==== MATERIAL FOR THIS EXERCISE

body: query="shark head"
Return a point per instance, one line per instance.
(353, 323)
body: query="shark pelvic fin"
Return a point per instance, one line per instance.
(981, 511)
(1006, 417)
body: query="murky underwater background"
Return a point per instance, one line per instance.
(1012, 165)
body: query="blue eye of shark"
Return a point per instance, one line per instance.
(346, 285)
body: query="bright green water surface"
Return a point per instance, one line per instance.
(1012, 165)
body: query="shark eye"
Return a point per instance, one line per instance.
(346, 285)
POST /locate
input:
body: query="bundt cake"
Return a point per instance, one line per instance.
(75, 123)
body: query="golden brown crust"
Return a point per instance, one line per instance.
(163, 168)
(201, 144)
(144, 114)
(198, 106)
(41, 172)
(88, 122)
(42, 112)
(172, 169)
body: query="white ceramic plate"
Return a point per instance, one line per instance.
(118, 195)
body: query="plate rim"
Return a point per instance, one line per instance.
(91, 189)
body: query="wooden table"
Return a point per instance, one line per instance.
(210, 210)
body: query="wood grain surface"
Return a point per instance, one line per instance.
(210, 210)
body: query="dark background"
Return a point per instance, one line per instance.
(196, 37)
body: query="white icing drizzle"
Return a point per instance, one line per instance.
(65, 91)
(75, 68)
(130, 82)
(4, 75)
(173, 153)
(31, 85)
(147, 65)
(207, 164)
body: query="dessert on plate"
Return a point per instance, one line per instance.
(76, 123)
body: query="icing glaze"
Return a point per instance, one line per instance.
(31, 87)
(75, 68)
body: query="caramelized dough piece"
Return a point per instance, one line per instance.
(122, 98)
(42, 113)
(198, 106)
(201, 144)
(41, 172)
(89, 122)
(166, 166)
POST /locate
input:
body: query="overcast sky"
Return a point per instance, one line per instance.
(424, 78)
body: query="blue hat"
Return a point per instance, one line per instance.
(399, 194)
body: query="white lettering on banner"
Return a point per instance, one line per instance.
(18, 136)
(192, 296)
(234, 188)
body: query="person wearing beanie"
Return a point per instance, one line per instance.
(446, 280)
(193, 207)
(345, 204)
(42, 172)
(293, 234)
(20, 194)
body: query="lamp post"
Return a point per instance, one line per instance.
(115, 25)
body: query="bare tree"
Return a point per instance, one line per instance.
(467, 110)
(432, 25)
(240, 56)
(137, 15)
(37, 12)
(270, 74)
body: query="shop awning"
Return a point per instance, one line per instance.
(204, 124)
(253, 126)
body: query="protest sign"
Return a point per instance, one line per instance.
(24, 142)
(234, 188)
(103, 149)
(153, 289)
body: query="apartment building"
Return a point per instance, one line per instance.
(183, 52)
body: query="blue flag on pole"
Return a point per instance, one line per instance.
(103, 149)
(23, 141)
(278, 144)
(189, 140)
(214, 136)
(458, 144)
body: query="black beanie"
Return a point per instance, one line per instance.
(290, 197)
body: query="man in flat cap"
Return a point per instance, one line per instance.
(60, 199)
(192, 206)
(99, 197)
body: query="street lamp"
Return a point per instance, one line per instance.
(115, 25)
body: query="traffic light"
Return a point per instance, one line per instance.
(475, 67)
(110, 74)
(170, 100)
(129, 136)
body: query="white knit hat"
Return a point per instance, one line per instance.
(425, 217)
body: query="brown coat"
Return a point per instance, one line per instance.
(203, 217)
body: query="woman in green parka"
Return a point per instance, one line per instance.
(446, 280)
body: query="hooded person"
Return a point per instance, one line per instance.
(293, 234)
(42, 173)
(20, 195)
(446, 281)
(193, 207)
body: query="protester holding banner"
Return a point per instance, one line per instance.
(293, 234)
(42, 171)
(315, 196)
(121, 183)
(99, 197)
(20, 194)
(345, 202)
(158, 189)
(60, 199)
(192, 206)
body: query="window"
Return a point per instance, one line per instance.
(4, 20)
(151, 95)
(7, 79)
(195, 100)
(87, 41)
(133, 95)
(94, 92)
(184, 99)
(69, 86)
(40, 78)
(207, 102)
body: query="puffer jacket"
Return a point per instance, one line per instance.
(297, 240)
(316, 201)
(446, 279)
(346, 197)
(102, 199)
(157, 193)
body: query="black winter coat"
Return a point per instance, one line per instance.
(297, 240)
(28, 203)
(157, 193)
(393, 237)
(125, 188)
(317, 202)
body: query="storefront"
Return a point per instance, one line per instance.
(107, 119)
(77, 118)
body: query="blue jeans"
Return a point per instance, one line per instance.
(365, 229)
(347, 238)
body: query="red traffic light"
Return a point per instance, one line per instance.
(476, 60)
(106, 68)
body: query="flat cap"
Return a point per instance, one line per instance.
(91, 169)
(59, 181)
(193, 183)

========

Your task is to print the whole listing again exactly.

ANSWER TO THIS PROBLEM
body: query="shark head"
Return a point per instance, one line per instance.
(353, 323)
body: query="shark pelvic fin"
Return a point per instance, one line per instance.
(981, 511)
(1006, 417)
body: query="murky underwater background"
Return a point per instance, one line per instance.
(1012, 165)
body: query="blue eye of shark"
Return a point per instance, one line per instance.
(346, 285)
body: query="bright green water surface"
Return a point per instance, one line per instance.
(1012, 165)
body: query="shark eye"
Return a point per instance, one line per instance.
(346, 285)
POST /locate
input:
body: query="bundt cake"
Return a point per instance, one line per instance.
(75, 123)
body: query="golden brown crust"
Return a point per instance, one line per instance.
(163, 168)
(201, 144)
(144, 114)
(198, 106)
(41, 172)
(88, 122)
(42, 112)
(172, 169)
body: query="white ceramic plate"
Return a point per instance, one line per instance.
(118, 195)
body: query="plate rim"
Return a point per instance, one line per instance.
(91, 189)
body: query="wooden table"
Return a point per instance, one line per instance.
(210, 210)
body: query="wood grain surface"
Return a point per instance, one line per instance.
(210, 210)
body: query="dark background"
Return a point per instance, one line per instance.
(196, 37)
body: query="white icing drizzle"
Return a point per instance, one line per instance.
(65, 91)
(75, 68)
(130, 82)
(4, 75)
(173, 153)
(31, 85)
(147, 65)
(207, 164)
body: query="dessert on plate"
Return a point per instance, one line per instance.
(76, 123)
body: query="icing glaze"
Return a point per instance, one line per instance.
(31, 87)
(75, 68)
body: query="caramelized dough piece"
Return a point per instance, one line per instance.
(122, 98)
(42, 113)
(198, 106)
(201, 144)
(41, 172)
(89, 122)
(166, 166)
POST /locate
input:
body: query="overcast sky"
Return a point per instance, one line per instance.
(424, 78)
body: query="blue hat"
Return a point per instance, one line per instance.
(399, 194)
body: query="white lettering on banner"
Return a point per instance, one line per instance.
(18, 136)
(192, 296)
(234, 188)
body: query="person wearing beanie"
Return a point per instance, one line per instance.
(446, 280)
(193, 207)
(345, 204)
(42, 172)
(293, 234)
(20, 194)
body: query="lamp post"
Return a point per instance, one line per instance.
(115, 25)
body: query="bare tree"
Return a point per instance, one line per instance.
(467, 110)
(432, 25)
(240, 56)
(137, 15)
(37, 12)
(270, 74)
body: query="shop awning"
Return a point per instance, one line per instance.
(204, 124)
(253, 126)
body: query="protest sign"
Return a point per instance, one line per instance.
(24, 142)
(234, 188)
(103, 149)
(153, 289)
body: query="apartment building"
Return a point per instance, one line per instance.
(183, 52)
body: query="blue flag on pole"
Return a point per instance, one line per instance.
(103, 149)
(23, 141)
(278, 144)
(189, 140)
(214, 136)
(458, 144)
body: query="black beanie"
Return a point per instance, one line per instance.
(290, 197)
body: query="man in flat cap"
Return a point per instance, one line per instance.
(60, 199)
(192, 206)
(99, 197)
body: query="street lamp"
Return a point per instance, one line per instance.
(115, 25)
body: query="traffic light"
Return a point per instance, one line per instance.
(475, 67)
(110, 74)
(170, 100)
(129, 136)
body: query="white knit hat"
Return a point per instance, one line per instance.
(425, 217)
body: query="brown coat"
Return a point per instance, one line per instance.
(203, 217)
body: query="woman in green parka"
Return a point per instance, one line per instance.
(446, 280)
body: query="hooded person"
Return a point per instance, one line per instance.
(293, 234)
(42, 173)
(20, 195)
(446, 281)
(193, 207)
body: query="protester holding banner"
Return a point per instance, one line per instance.
(293, 234)
(42, 171)
(315, 196)
(121, 183)
(99, 197)
(20, 194)
(345, 202)
(158, 189)
(60, 199)
(192, 206)
body: query="window"
Return a point per instance, one line per instance.
(4, 20)
(151, 95)
(7, 79)
(195, 100)
(87, 41)
(133, 95)
(94, 92)
(184, 99)
(69, 86)
(40, 78)
(207, 102)
body: query="puffer jacket"
Return a point per instance, one line per instance.
(297, 240)
(316, 201)
(446, 279)
(346, 197)
(102, 199)
(157, 193)
body: query="black winter coat"
Return a point per instance, one line per instance.
(297, 240)
(28, 203)
(157, 193)
(393, 237)
(125, 188)
(317, 202)
body: query="storefront"
Return a point per instance, one line per instance.
(107, 119)
(77, 118)
body: query="blue jeans"
Return a point per instance, one line per instance.
(365, 229)
(347, 238)
body: query="red traffic light"
Return a point per instance, one line per instance.
(476, 60)
(106, 68)
body: query="flat cap"
Return a point per instance, one line per instance.
(91, 169)
(59, 181)
(193, 183)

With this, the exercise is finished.